● **Aim of the task**: List every dollar amount in the article on pork and bacon prices below, in the order it appears.

You may soon have to cough up a lot more bacon if you want to buy bacon. A mysterious virus has been killing great numbers of piglets since it was first discovered in the U.S. herd in April, cutting into the supply of pork and pushing prices way up.
As Fox Business reporter Gabrielle Karol writes, the source of the Porcine Epidemic Diarrhea virus -- PED for short -- is still unclear. But its symptoms aren't. Piglets infected with PED experience diarrhea and vomiting violent enough to kill them. Though the U.S. Department of Agriculture has confirmed only about 400 cases of the disease in the lab, its toll has already been estimated in the hundreds of thousands.
As a result, pork price futures have skyrocketed to historic levels, with hundredweights of pork going for about $105 in recent trading at the Chicago Mercantile Exchange. USDA data show that the same amount of pork went for $78 in March, before the virus hit.
Prices for pork bellies, which are cured into bacon, have risen particularly fast. On Tuesday, the wholesale price of a hundred pounds of fresh pork belly passed $189 -- 5 percent more than it was just five days earlier and apparently at or near all-time highs. Pork bellies made headlines back in 2010 for soaring to a then-record $1.35 a pound -- or $135 for a hundredweight -- which now seems remarkably low.
Retail prices for bacon don't track one-to-one with belly prices, but they've risen sharply too. The Bureau of Labor Statistics pegged the price of a pound of bacon in urban supermarkets at $4.92 this past June -- up 14 percent from June 2012 and another all-time high.

● **Record excerpts**:
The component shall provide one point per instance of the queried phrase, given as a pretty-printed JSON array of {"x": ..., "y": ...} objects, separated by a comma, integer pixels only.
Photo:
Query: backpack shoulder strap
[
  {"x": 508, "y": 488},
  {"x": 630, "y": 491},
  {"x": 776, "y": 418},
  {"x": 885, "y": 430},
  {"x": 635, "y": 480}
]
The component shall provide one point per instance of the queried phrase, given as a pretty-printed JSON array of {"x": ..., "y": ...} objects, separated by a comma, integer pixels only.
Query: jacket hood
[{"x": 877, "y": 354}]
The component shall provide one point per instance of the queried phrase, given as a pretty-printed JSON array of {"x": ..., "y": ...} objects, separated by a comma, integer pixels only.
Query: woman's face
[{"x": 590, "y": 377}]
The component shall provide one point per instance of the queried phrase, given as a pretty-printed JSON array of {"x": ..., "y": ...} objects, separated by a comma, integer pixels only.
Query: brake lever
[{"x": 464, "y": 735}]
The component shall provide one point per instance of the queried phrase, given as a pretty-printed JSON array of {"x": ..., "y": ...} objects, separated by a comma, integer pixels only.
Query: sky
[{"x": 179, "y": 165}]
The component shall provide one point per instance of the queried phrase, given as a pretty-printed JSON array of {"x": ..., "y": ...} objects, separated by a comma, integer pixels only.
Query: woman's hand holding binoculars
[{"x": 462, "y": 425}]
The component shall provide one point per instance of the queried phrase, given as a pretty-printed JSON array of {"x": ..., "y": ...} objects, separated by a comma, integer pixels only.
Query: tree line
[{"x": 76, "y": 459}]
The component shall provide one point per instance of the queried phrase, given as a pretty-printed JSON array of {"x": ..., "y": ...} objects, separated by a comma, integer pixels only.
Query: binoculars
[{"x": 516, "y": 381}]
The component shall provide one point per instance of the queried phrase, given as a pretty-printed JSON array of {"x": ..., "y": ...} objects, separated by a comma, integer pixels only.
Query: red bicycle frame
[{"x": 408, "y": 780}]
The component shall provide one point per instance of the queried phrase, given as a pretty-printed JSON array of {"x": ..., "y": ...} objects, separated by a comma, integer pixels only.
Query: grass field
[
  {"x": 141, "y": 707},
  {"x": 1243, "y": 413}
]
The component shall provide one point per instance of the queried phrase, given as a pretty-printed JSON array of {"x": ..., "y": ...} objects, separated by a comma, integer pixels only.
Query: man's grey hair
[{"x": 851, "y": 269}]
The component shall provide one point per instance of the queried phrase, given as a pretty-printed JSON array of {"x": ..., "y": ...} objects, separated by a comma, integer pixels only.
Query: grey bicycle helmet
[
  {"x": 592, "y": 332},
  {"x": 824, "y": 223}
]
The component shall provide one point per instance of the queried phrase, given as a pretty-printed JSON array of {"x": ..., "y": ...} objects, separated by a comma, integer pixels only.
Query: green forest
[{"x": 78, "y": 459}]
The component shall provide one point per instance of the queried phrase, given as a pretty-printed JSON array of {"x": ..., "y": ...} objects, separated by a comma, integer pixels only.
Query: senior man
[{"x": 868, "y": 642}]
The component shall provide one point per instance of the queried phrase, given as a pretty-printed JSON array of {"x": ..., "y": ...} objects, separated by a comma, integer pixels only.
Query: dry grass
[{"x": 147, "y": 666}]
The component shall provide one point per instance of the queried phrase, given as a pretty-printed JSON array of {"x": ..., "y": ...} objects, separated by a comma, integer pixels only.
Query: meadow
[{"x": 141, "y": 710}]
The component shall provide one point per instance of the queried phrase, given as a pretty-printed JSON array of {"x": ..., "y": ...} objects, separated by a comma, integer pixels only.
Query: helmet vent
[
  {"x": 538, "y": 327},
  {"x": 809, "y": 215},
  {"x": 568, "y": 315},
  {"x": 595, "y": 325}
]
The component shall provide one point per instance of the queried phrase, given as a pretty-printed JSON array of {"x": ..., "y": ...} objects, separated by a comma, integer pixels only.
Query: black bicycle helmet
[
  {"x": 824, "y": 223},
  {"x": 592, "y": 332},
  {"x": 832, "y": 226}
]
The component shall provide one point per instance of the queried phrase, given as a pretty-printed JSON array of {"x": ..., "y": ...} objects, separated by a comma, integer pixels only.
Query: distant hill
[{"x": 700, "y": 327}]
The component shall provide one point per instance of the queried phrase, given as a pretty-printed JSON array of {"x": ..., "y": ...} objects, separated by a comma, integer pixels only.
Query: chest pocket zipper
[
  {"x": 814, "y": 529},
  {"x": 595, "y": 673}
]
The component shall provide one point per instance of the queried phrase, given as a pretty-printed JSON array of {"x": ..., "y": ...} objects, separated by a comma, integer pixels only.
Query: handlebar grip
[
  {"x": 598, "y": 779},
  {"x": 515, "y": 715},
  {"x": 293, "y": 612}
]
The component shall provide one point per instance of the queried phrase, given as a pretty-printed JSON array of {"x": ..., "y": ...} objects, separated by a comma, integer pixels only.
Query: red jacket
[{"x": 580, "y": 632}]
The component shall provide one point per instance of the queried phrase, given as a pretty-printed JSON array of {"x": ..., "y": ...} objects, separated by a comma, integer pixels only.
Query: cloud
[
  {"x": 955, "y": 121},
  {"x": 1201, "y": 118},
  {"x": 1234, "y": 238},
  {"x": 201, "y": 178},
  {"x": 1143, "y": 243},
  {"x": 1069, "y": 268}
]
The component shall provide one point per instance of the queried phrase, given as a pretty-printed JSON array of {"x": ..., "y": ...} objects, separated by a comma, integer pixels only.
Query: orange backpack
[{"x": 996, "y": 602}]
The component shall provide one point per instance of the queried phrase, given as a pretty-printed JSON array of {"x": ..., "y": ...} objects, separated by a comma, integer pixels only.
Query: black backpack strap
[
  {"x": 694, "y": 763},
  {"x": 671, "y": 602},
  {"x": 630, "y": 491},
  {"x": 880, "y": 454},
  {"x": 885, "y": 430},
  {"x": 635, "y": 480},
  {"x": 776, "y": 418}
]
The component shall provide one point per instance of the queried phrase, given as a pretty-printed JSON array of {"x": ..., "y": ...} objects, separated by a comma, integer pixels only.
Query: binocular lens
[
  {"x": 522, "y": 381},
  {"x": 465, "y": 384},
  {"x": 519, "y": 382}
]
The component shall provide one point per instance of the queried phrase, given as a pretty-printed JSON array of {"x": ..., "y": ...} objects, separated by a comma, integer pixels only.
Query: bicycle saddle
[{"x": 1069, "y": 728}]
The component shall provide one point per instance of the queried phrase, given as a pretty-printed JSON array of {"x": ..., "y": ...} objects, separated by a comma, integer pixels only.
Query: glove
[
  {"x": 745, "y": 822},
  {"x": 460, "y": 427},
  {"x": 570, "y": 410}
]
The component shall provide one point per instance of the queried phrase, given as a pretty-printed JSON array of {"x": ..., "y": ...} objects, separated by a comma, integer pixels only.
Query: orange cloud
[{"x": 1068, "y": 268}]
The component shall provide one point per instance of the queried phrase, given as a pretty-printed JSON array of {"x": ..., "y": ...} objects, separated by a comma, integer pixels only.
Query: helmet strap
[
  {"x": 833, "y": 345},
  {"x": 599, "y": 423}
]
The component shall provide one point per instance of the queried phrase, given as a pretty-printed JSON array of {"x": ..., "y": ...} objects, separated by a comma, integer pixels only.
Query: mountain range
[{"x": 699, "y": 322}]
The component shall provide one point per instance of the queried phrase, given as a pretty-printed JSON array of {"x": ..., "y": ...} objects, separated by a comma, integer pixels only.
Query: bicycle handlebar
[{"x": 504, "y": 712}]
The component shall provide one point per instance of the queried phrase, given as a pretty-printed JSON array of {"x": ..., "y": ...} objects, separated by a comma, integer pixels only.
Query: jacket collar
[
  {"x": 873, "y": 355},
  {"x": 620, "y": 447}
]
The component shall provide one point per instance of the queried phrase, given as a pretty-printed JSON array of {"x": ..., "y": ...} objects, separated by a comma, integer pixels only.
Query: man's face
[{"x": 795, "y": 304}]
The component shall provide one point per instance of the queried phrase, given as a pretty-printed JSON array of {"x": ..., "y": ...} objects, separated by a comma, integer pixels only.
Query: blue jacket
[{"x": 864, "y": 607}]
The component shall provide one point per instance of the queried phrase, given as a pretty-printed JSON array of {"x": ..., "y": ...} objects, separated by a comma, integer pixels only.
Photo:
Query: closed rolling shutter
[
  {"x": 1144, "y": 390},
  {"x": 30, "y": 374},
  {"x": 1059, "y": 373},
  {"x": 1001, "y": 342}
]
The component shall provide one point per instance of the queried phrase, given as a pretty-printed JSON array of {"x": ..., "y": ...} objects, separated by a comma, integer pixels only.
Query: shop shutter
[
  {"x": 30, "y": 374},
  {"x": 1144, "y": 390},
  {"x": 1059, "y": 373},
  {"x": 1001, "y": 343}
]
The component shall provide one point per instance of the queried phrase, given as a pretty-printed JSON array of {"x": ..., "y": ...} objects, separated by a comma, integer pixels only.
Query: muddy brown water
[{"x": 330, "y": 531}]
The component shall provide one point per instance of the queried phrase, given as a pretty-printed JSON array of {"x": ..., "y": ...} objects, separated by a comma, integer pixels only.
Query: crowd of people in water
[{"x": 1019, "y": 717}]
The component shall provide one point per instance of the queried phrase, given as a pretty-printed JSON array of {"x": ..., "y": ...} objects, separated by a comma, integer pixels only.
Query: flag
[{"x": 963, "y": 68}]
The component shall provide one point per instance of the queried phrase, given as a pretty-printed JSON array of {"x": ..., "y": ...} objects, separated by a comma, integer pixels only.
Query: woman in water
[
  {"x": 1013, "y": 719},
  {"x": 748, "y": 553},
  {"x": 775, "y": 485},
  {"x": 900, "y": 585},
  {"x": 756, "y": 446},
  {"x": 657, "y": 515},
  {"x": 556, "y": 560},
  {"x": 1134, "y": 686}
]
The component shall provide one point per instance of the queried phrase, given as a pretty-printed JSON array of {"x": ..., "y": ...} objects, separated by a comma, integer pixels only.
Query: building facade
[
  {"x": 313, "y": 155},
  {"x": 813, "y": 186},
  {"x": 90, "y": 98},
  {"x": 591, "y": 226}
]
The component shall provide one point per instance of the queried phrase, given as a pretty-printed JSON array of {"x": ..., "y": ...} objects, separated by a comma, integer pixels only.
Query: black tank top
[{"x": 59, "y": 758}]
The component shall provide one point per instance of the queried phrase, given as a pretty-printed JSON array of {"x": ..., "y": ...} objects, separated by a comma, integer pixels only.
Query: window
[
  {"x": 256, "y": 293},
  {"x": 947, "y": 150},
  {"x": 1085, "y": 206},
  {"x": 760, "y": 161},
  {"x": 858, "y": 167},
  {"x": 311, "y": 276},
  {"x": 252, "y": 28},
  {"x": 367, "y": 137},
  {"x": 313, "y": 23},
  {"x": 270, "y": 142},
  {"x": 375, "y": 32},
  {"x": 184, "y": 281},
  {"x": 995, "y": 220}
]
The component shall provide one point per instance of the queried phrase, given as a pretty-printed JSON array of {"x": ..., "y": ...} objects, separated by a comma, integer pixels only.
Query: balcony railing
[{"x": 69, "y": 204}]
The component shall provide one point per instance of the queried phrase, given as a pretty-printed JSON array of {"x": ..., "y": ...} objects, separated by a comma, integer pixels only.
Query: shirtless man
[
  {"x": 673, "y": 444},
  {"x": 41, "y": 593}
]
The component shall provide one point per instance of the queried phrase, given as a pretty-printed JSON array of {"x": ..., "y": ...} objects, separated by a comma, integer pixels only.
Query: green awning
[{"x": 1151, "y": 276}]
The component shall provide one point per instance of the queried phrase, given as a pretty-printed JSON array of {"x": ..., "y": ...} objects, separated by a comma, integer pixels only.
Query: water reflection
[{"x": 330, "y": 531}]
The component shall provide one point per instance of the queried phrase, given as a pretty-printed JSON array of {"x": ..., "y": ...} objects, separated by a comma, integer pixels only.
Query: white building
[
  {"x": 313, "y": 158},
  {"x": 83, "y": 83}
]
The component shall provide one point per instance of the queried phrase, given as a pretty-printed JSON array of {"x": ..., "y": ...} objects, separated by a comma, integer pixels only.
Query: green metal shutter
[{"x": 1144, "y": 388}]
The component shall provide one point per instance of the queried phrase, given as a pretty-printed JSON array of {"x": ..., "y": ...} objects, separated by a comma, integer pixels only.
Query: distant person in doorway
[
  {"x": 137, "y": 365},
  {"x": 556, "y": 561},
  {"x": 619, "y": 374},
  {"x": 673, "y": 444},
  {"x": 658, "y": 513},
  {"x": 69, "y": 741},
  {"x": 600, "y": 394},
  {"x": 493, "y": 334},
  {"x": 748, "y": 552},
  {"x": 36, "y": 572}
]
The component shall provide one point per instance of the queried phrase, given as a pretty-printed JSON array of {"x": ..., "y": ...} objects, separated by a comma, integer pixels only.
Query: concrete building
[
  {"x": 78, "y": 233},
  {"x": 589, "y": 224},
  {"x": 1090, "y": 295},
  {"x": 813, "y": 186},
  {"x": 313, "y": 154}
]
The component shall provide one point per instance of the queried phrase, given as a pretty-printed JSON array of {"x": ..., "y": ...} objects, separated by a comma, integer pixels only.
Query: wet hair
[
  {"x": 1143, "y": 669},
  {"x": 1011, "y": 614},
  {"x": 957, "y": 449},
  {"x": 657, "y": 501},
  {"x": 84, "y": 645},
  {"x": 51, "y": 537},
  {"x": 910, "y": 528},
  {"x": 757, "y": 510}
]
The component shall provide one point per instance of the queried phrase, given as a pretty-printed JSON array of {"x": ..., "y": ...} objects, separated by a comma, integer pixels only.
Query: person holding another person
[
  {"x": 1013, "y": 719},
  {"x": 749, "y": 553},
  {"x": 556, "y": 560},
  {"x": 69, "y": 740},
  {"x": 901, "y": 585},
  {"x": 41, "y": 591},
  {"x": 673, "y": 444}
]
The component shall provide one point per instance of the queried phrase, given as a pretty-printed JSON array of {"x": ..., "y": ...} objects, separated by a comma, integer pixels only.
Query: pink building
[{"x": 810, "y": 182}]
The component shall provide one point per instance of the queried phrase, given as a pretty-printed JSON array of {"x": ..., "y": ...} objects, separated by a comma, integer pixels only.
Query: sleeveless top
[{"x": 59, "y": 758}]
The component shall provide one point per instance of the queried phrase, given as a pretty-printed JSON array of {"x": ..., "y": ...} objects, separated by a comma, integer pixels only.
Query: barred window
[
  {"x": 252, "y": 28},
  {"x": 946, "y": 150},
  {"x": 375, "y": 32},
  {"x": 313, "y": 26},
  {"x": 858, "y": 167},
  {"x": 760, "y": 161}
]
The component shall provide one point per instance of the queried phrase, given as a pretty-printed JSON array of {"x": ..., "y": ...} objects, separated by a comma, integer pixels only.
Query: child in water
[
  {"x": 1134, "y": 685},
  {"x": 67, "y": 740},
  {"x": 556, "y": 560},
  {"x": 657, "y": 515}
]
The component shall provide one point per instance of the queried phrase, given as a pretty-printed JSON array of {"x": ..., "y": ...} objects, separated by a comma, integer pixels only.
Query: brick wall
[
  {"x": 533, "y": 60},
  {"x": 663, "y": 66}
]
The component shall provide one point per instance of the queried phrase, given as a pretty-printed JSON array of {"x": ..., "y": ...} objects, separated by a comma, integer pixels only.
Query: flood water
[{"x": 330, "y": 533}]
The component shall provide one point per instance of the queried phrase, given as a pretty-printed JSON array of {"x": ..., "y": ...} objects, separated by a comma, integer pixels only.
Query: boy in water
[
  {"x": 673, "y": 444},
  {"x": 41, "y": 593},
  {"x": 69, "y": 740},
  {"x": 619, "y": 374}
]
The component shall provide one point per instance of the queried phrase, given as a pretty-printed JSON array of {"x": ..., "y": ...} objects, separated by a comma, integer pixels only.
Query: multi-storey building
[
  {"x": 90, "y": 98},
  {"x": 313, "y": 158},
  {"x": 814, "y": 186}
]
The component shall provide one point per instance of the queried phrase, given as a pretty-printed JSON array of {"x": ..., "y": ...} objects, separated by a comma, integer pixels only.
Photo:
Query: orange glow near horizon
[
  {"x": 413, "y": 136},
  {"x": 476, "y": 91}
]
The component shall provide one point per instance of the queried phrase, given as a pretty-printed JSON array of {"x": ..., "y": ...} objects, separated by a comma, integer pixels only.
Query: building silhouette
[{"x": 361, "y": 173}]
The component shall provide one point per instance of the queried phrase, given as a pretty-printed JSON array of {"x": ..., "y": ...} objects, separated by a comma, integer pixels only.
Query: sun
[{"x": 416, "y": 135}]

● **Response below**: $105, $78, $189, $1.35, $135, $4.92